Texto proporcionado:

Los árboles me han dado siempre los sermones más profundos. Los respeto cuando viven en poblaciones o en familias, en bosques o en arboledas. Pero aún los respeto más cuando viven apartados. Son como individuos solitarios. No como ermitaños que se hubieran recluidos a causa de una debilidad, sino como seres grandes y aislados, como Beethoven o Nietzsche.
En sus ramas más alta susurra el mundo y sus raíces descansan en lo infinito; pero no se abandonan ahí, luchan con toda su fuerza vital por una única cosa: cumplir con ellos mismos según sus propias leyes, desarrollando su propia forma, representándose a sí mismos.
Nada es más sagrado, nada es más ejemplar que un árbol fuerte y hermoso. Cuando se tala un árbol y se muestra desnuda al sol su herida mortal, puede leerse toda su historia en el tosco y lapidario disco de su tronco: en sus anillos anuales y en sus cicatrices están descritos con exactitud toda lucha, todo sufrimiento, toda enfermedad, toda fortuna, toda recompensa. Años flacos y años abundantes, agresiones soportadas y tormentas sobrevividas. Y cualquier hijo de campesino sabe que la madera más dura y noble es la que tiene los anillos más estrechos, y que arriba en la montaña, en constante peligro, crecen las ramas más inquebrantables, las más fuertes y ejemplares.
Los árboles son santuarios. Quien sabe hablar con ellos y sabe escucharlos, descubre la verdad. Ellos no predican doctrinas ni recetas. Predican, indiferentes al detalle, la originaria ley de la vida.
El árbol dice: en mí hay escondido un núcleo, una luz, un pensamiento. Soy vida de la vida eterna. Único es el propósito y el experimento que la madre eterna ha hecho conmigo. Únicos son mi forma y los pliegues de mi piel, así como único es el más humilde juego de hojas de mis ramas y la más pequeña herida de mi corteza. Fui hecho para formar y revelar lo eterno en mis más pequeñas marcas. El árbol dice: mi fuerza es la confianza. No sé nada de mis padres y no sé nada de los miles de hijos que cada año nacen de mí. Vivo, hasta el final, el secreto de mi semilla y de nada más me ocupo. Confío que Dios está en mí. Confío que mi misión es sagrada. Y de esta confianza vivo.

Qué hacer:
1 – Imprime sin alteraciones el fragmento del texto sobre los árboles que comienza con "Nada es más sagrado, nada" y continúa hasta "fuertes y ejemplares.".
2 – Según el texto sobre los árboles, ¿qué madera es la más dura y noble?
3 – Prosigue el texto sobre los árboles a partir de su última oración.

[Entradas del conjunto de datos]
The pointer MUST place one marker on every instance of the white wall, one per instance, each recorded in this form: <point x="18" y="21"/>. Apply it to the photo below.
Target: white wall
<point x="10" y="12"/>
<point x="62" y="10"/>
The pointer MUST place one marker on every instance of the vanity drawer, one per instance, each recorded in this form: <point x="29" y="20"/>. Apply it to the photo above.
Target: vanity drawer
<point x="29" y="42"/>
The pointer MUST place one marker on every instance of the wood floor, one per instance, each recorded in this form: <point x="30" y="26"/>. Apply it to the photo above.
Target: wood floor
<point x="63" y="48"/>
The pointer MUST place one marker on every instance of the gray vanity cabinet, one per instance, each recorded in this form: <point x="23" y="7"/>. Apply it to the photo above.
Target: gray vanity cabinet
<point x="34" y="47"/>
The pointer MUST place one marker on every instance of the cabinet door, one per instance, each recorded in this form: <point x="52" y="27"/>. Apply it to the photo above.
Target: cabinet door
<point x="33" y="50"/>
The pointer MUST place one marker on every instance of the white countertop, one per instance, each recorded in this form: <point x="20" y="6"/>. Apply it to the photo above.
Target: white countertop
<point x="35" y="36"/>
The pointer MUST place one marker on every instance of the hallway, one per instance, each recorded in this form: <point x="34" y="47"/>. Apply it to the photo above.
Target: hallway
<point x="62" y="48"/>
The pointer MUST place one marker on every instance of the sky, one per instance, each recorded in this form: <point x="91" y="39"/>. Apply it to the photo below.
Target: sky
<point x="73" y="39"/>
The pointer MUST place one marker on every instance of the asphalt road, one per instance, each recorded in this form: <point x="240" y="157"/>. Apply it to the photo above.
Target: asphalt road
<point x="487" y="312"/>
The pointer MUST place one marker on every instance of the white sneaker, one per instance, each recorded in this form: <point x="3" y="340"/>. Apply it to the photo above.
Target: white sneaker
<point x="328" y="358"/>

Respuestas obtenidas:
1 –
Nada es más sagrado, nada es más ejemplar que un árbol fuerte y hermoso. Cuando se tala un árbol y se muestra desnuda al sol su herida mortal, puede leerse toda su historia en el tosco y lapidario disco de su tronco: en sus anillos anuales y en sus cicatrices están descritos con exactitud toda lucha, todo sufrimiento, toda enfermedad, toda fortuna, toda recompensa. Años flacos y años abundantes, agresiones soportadas y tormentas sobrevividas. Y cualquier hijo de campesino sabe que la madera más dura y noble es la que tiene los anillos más estrechos, y que arriba en la montaña, en constante peligro, crecen las ramas más inquebrantables, las más fuertes y ejemplares.

2 – La que tiene los anillos más estrechos.

3 –
Cuando estamos heridos y apenas podemos resistir más la vida, el árbol puede hablarnos: ¡Detente! ¡Detente! ¡Mírame! La vida no es fácil, la vida no es difícil. Esas son ideas infantiles. Deja que Dios hable dentro de ti y tus pensamientos crecerán en silencio. Te sientes ansioso porque tu trayecto te conduce lejos de la madre y la patria. Pero cada paso y cada día, te encaminan de regreso a la madre. Tu patria no está ni aquí ni allí. Tu patria está en tu interior o en ningún lugar.
El deseo de caminar rasga mi corazón cuando escucho a los árboles susurrar con el viento del crepúsculo. Si se le presta atención largamente y en silencio, esta añoranza revela su origen y su destino. No es tanto una cuestión de escapar del sufrimiento, aunque pueda parecerlo, es nostalgia de la tierra, de recuerdos de la madre y de nuevas enseñanzas para la vida. Nos guía a casa. Cada travesía nos conduce al camino de vuelta a casa, cada paso es nacimiento, cada paso es muerte, cada tumba es la madre.
Así susurra el árbol al atardecer cuando nos inquietamos con nuestros pensamientos infantiles. Los árboles tienen un razonamiento más extenso, más apacible y de largo aliento, igual que tienen vidas más largas que las nuestras. Son más sabios que nosotros mientras no les escuchemos. Pero cuando hemos aprendido a prestarles atención, la brevedad, la rapidez y el apresuramiento pueril de nuestro juicio, alcanza una alegría incomparable. Quien haya aprendido a escuchar a los árboles no busca más ser un árbol. No querrá ser distinto de lo que es. Ésa es la patria. Eso es la felicidad¹.